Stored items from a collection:
────────────────────────────────────────
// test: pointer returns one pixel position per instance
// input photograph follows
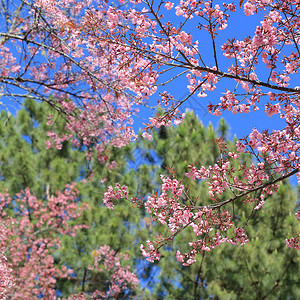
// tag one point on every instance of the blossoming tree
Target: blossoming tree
(96, 63)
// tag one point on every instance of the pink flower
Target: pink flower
(169, 5)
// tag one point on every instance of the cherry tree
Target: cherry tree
(96, 63)
(30, 242)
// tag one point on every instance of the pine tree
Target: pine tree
(26, 162)
(264, 268)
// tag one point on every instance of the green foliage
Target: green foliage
(265, 268)
(25, 162)
(262, 269)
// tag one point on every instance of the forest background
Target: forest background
(58, 238)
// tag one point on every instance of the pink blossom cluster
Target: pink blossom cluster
(113, 194)
(120, 278)
(27, 249)
(6, 277)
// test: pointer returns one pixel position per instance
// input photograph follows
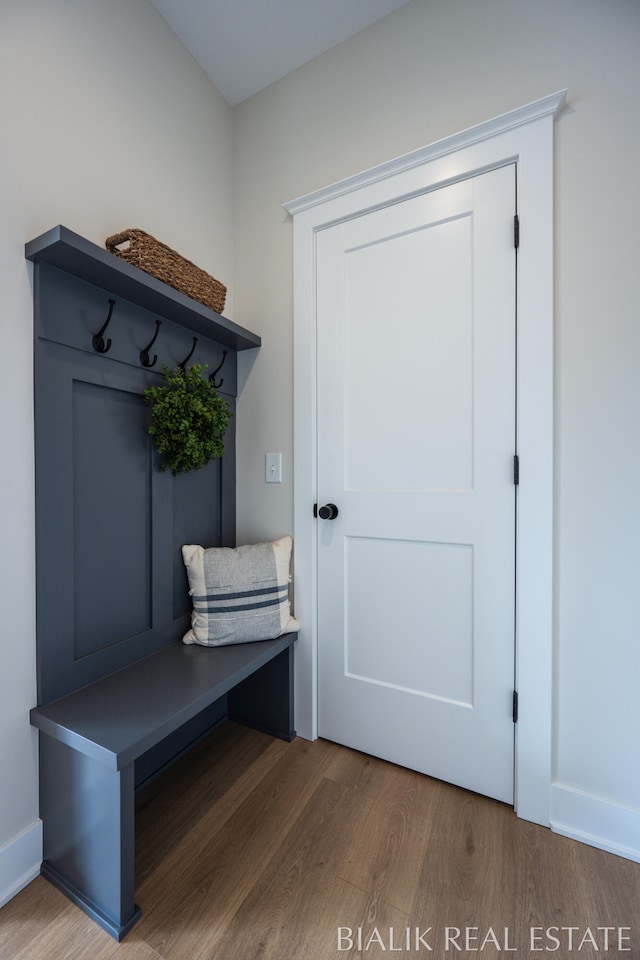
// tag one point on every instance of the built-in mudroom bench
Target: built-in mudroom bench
(120, 697)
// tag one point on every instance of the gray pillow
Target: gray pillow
(239, 594)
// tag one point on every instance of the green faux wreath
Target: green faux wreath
(188, 419)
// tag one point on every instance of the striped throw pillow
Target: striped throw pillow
(239, 594)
────────────────────────────────────────
## PROBLEM STATEMENT
Exactly the lines from the one containing "the pine tree" through the end of the data above: repeat those, both ends included, and nothing else. Skip the pictures.

## TASK SOLUTION
// tag one point on every instance of the pine tree
Target: pine tree
(26, 162)
(264, 268)
// tag one point on every instance of the green foliage
Target: green foliage
(265, 268)
(25, 162)
(262, 269)
// tag one point on every instance of the forest background
Target: forest background
(58, 238)
// tag one point on every instance of the pink blossom cluster
Target: pink blossom cluster
(113, 194)
(120, 278)
(27, 249)
(6, 277)
// test: pointer returns one pixel position per instance
// input photograph follows
// tag one point on every instance of the built-in mudroom bench
Target: built-in mudroom bench
(120, 697)
// tag one point on every instance of the gray pillow
Target: gray pillow
(239, 594)
// tag one point on every instance of the green faux wreath
Target: green faux wreath
(188, 419)
// tag one point on every instance of the striped throw pillow
Target: striped throw pillow
(239, 594)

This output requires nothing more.